Coordinate annotation rows:
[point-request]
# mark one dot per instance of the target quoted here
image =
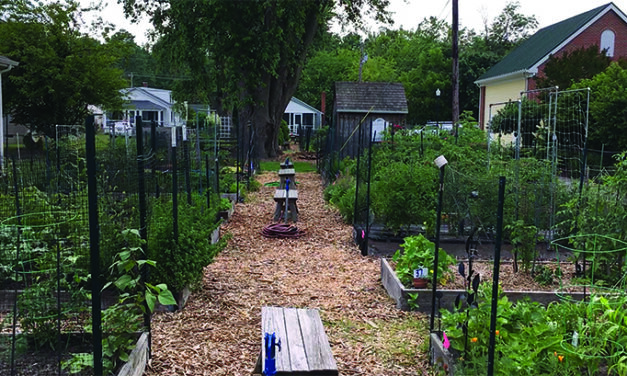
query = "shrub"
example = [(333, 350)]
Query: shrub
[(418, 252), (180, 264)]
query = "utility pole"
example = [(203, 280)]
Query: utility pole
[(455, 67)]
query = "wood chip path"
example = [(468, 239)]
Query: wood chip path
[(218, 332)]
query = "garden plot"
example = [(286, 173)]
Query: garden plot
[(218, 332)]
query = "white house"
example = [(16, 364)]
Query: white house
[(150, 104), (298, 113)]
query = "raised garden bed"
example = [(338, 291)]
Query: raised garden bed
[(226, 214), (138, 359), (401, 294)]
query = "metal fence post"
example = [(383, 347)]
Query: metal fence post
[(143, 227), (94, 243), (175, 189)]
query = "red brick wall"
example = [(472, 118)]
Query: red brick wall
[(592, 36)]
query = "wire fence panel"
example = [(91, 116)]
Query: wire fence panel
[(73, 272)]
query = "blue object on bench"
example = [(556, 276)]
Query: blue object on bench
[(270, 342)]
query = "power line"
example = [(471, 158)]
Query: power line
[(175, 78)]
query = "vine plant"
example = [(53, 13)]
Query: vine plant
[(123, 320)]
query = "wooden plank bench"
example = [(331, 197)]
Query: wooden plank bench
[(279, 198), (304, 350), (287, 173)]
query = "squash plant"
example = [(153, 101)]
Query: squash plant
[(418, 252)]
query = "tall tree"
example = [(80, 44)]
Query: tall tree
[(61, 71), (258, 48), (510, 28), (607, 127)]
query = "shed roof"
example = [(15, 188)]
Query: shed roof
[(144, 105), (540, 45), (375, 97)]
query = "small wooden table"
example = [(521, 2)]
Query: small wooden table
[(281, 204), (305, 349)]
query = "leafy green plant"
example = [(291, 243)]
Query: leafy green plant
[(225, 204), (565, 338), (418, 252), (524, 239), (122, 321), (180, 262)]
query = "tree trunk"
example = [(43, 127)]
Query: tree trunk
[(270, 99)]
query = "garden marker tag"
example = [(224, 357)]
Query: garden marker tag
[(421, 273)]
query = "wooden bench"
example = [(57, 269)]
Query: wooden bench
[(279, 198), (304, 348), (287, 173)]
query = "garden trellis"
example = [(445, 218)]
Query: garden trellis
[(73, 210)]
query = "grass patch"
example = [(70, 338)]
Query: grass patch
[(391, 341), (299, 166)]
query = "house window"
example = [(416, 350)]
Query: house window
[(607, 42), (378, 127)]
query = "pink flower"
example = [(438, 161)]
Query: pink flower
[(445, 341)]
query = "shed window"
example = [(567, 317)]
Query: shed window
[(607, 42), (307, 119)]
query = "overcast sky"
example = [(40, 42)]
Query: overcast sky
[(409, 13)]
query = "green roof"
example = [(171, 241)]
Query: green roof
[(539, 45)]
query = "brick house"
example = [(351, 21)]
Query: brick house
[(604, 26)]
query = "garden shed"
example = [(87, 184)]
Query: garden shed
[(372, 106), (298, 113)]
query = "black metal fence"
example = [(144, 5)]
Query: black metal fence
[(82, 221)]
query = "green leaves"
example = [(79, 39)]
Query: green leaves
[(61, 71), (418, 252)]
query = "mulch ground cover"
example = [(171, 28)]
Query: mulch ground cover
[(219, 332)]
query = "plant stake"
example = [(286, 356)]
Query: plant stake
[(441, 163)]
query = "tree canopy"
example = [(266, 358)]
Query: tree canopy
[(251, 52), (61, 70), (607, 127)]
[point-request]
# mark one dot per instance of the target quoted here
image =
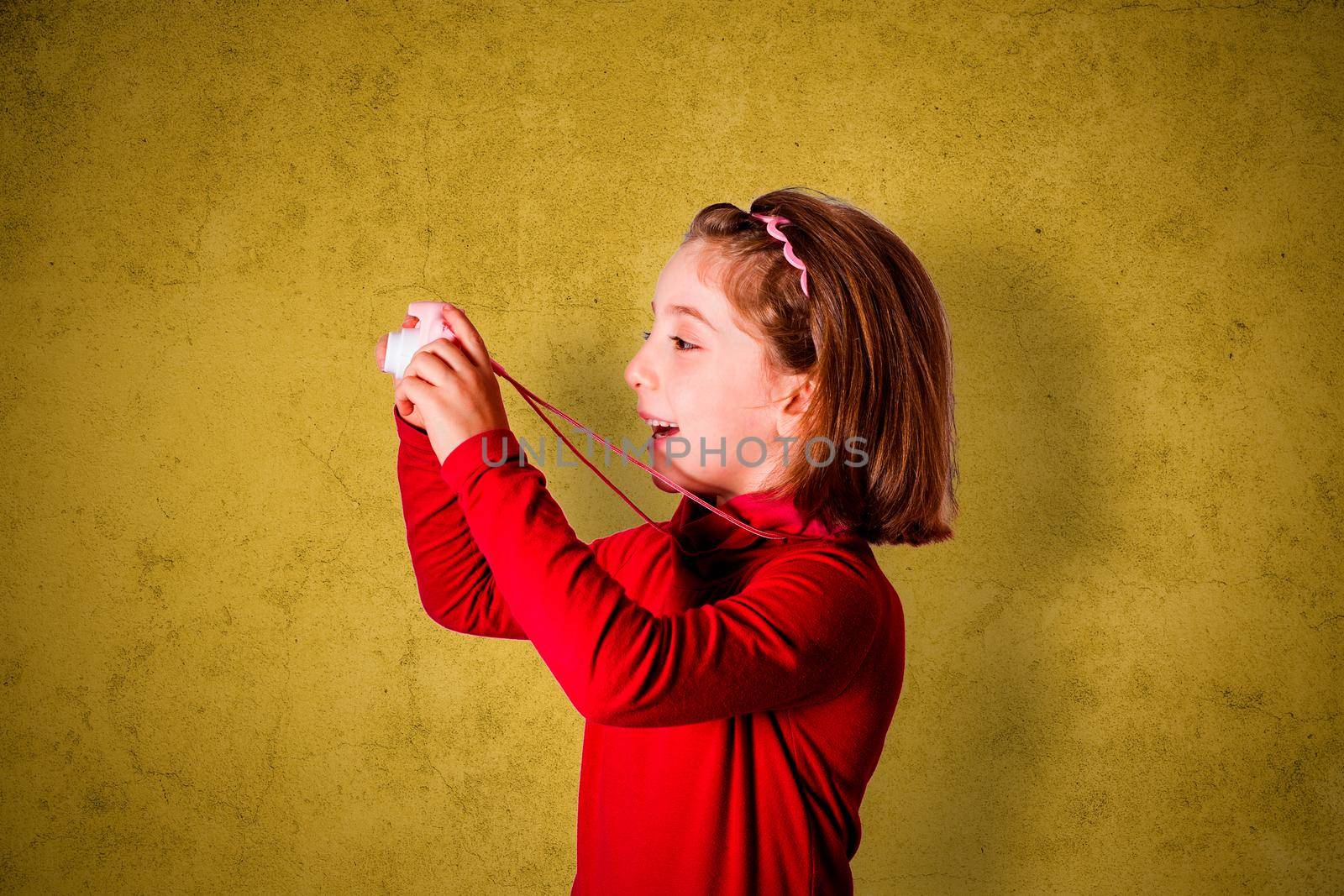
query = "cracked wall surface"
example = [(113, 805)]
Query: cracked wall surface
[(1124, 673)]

---

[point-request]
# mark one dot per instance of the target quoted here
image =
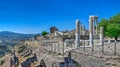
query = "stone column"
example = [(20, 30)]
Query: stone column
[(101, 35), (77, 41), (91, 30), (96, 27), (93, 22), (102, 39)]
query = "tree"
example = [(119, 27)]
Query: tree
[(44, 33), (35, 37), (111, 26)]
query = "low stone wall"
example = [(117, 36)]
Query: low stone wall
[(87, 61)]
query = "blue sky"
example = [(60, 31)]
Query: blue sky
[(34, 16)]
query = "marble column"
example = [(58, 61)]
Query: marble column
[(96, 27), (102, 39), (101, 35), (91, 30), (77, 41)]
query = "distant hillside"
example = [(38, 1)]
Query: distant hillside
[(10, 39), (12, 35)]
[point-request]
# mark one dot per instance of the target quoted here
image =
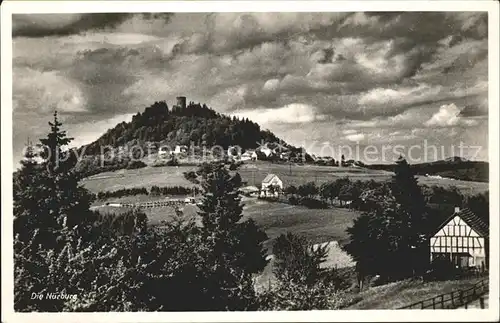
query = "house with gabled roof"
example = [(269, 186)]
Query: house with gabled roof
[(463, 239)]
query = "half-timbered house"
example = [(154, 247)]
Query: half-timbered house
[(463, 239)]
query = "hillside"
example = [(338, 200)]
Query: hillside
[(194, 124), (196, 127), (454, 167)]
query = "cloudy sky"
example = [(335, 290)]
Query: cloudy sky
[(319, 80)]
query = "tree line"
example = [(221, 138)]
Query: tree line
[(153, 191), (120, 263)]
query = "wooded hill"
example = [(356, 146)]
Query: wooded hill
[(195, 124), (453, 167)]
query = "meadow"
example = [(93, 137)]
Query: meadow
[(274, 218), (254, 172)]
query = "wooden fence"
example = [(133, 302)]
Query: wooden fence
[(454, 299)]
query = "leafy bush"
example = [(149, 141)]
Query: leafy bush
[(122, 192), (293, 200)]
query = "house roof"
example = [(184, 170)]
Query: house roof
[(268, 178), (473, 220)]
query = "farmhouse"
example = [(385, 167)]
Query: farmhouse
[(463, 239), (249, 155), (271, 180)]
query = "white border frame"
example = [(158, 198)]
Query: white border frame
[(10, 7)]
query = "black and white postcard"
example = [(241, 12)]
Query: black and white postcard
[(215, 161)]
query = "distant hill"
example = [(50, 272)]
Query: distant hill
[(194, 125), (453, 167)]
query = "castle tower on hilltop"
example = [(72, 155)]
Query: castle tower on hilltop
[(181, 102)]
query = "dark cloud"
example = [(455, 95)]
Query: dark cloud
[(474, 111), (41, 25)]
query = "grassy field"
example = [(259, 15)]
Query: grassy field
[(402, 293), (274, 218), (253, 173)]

WHAT IS REQUIRED: Locate every line in the rows above that contains the word "surface", and copy each of those lines out in full.

RESULT:
query = "cracked wall surface"
Query: cracked wall surface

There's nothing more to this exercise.